QUESTIONS TO ANSWER =>
1 - Decide whether each statement agrees with the passage on COVID-19 in seniors' homes. Answer yes or no and quote the deciding words. (a) At Résidence Herron, 31 residents died over three weeks. (b) Saskatchewan has seen widespread outbreaks in seniors' homes like other provinces. (c) University of Regina researchers wrote the Crumbling Away report.
2 - Revise the passage on COVID-19 in seniors' homes from "Over 600 nursing" to "wasn’t properly reported.", putting "Montreal" in place of "Dorval".
3 - Name every Canadian province mentioned in the passage on COVID-19 in seniors' homes.

There are few of us who can say they have been unaffected by the COVID-19 pandemic, but the impact on our seniors has been absolutely devastating.
Over 600 nursing and retirement homes across Canada have reported COVID-19 infections, with Quebec and Ontario being the hardest hit provinces. At the privately-run Résidence Herron care home in Dorval, Quebec, 31 residents died over a three-week period, after residents were largely abandoned in response to a COVID-19 outbreak that wasn’t properly reported.
Altogether, those residing in seniors’ homes account for up to 80 percent of Canada’s COVID-19 deaths.
This is a national tragedy.
It is shameful that it takes a pandemic to shine the light on the quality of care in our long-term care facilities. While Saskatchewan has not yet witnessed widespread outbreaks in seniors’ homes like other provinces, CUPE, family advocates and others have been raising concerns about the quality of care for years.
Last fall, our union commissioned a report of Saskatchewan’s long-term residential care system. This report by Carleton University researchers, entitled Crumbling Away, revealed that provincial government policies are contributing to crumbling and neglected infrastructure, a shift towards private care homes, increasing workloads and short staffing in our public long-term care facilities.

DATA PROVIDED =>
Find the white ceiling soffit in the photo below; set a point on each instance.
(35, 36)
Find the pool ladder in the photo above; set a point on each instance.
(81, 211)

SOLUTIONS PER TASK =>
1 -
(a) Yes: "31 residents died over a three-week period"
(b) No: "Saskatchewan has not yet witnessed widespread outbreaks in seniors’ homes like other provinces"
(c) No: "This report by Carleton University researchers"

2 -
Over 600 nursing and retirement homes across Canada have reported COVID-19 infections, with Quebec and Ontario being the hardest hit provinces. At the privately-run Résidence Herron care home in Montreal, Quebec, 31 residents died over a three-week period, after residents were largely abandoned in response to a COVID-19 outbreak that wasn’t properly reported.

3 - Quebec, Ontario, Saskatchewan